_DOCUMENT_:
---

Christy and Arthur have a falling out!

Legendary Irish singer/songwriter, Christy Moore has weighed into the now annual Arthur’s Day controversy by penning a hard-hitting critique of the event which he is planning to release on September 26, the same day as Guinness celebrates the fifth iteration of its 250th birthday. For a musician who lived hard and documented in song, the travails of the morning after and more, it represents quite a sober reflection. It has also been quickly embraced by Arthur’s Day critics who dismiss the event as just a cheap marketing gimmick designed to sell booze. But are these critics missing the point?

 

 

Far from being a cheap gimmick, Arthur’s Day is marketing genius. By any commercial metric you care to use, the event is highly successful. Through connecting with live music events, the brand generates high awareness and very positive brand associations. Peer-to-peer marketing through social media and the attendant public relations coverage of the event itself has been estimated to be worth around €350m annually to the brand. What tends to be forgotten is that Arthur’s day was originally conceived as a vehicle for supporting Guinness’ channel partners, namely the pubs, who have been steadily losing sales as more consumers chose to drink at home. Bringing consumers into licensed establishments at 17.59pm generates a surge in sales for the distributor and of course for the brand itself.

---

_DATASET_:
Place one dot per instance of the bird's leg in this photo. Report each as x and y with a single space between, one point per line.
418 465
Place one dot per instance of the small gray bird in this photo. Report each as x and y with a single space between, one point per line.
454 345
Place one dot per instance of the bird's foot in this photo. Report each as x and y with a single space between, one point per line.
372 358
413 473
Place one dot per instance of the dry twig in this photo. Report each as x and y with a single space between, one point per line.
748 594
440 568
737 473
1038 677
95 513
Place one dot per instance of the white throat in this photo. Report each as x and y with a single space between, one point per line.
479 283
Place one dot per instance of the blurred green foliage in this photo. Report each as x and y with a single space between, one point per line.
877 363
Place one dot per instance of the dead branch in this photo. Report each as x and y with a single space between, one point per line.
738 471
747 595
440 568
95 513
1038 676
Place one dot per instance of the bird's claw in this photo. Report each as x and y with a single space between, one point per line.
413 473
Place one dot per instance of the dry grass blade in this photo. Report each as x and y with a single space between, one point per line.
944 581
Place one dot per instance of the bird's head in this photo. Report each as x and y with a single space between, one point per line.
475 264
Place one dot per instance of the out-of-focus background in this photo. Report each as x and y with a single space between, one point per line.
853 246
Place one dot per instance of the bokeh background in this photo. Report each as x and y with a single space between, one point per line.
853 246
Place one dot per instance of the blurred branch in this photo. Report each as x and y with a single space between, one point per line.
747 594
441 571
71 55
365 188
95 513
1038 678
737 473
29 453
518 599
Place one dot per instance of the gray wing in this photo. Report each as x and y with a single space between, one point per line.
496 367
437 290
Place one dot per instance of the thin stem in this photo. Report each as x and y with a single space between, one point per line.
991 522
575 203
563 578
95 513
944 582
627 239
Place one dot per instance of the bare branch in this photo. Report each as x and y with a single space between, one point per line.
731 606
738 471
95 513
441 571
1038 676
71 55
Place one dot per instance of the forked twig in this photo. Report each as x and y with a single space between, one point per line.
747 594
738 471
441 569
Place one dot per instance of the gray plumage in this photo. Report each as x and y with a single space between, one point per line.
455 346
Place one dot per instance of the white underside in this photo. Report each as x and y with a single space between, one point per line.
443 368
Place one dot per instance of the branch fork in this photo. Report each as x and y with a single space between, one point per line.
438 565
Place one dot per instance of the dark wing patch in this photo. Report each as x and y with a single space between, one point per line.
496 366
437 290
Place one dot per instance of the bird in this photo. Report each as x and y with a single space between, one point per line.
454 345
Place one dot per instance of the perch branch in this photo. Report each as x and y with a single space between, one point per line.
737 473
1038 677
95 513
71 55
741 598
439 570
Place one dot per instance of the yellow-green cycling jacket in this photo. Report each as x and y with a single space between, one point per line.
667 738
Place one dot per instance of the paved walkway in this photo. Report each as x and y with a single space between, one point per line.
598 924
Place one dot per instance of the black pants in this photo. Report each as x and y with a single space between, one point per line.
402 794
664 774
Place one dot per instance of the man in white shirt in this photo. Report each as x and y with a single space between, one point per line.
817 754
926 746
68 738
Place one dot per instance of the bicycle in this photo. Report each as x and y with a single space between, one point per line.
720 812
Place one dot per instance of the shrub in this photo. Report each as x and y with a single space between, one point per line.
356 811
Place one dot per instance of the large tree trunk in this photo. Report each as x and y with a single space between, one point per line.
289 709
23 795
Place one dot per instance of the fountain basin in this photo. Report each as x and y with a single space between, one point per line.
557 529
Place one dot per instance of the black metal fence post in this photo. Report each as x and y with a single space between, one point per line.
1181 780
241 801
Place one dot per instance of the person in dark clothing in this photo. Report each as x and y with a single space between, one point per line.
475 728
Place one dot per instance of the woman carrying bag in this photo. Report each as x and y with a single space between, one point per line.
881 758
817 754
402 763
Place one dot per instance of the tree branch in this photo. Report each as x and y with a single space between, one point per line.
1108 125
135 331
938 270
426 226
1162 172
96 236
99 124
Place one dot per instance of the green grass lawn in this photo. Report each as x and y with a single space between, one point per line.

---

_WHAT IS NEEDED_:
Answer these questions from the article on Arthur's Day:
1. On what date does Christy Moore plan to release his critique of the event?
2. What annual value to the brand has been estimated for the peer-to-peer marketing and public relations coverage?
3. Which channel partners was Arthur's Day originally conceived to support?

_CORRECT RESULT_:
1. September 26
2. Around €350m
3. The pubs